*TASK INPUTS:*
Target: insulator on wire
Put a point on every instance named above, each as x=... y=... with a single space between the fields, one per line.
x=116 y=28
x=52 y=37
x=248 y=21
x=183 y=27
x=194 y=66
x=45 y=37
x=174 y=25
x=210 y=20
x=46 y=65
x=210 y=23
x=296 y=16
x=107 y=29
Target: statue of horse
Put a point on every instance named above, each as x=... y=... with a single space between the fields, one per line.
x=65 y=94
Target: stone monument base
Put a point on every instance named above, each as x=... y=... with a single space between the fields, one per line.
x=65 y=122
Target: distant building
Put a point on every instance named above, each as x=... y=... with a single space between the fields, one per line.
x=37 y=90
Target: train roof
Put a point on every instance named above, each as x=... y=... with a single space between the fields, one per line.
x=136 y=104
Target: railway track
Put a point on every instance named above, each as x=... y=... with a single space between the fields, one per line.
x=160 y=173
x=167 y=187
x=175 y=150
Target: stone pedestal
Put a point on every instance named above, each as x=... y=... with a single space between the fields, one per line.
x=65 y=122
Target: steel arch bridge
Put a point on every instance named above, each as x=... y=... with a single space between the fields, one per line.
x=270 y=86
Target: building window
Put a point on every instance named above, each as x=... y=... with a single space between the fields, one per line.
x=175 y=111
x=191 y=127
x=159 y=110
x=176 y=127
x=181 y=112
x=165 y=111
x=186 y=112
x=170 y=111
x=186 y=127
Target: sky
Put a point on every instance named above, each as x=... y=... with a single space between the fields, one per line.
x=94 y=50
--
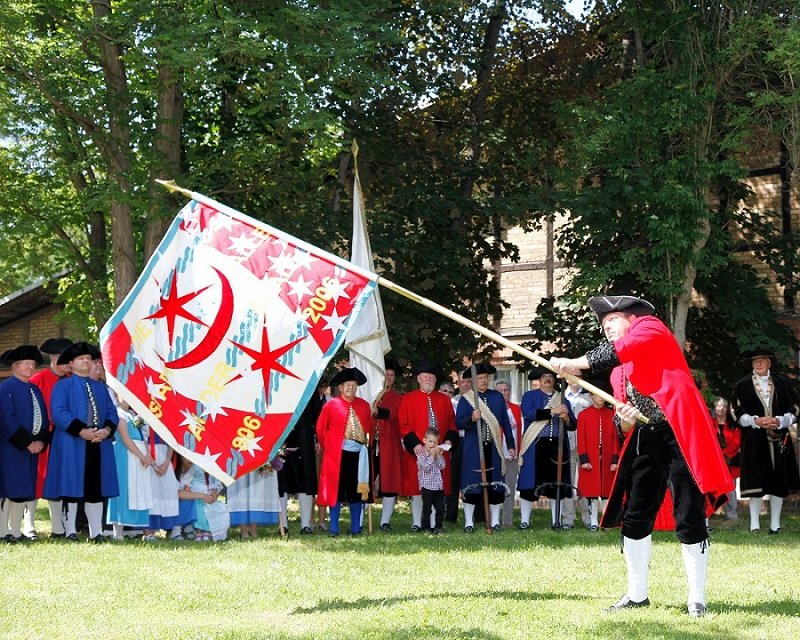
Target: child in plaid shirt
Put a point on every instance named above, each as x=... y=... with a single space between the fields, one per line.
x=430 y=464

*EXERCISE:* What you return must be the lines above that run from the line with "Target: insulator on wire" to the line with "Target: railway track", inclusive, each copied exactly.

*RESPONSE TO THE EXERCISE:*
Target: insulator on wire
Put a point on every instance named above, each as x=... y=... with a single space between the fields, one per line.
x=116 y=28
x=52 y=37
x=248 y=21
x=183 y=27
x=194 y=66
x=45 y=37
x=174 y=25
x=210 y=20
x=46 y=65
x=210 y=23
x=296 y=16
x=107 y=29
Target: statue of horse
Put a point on every instance named above, each as x=... y=... with a single space between the fields, one per line.
x=65 y=94
Target: stone monument base
Put a point on every instance named above, each as x=... y=... with a single space between the fields, one per line.
x=65 y=122
Target: distant building
Put a point on every instance named above, each as x=... y=... with a single space between the fields, one per line.
x=37 y=90
Target: train roof
Put a point on every instance named above, each as x=... y=... with a single space between the fields, one per line.
x=136 y=104
Target: railway track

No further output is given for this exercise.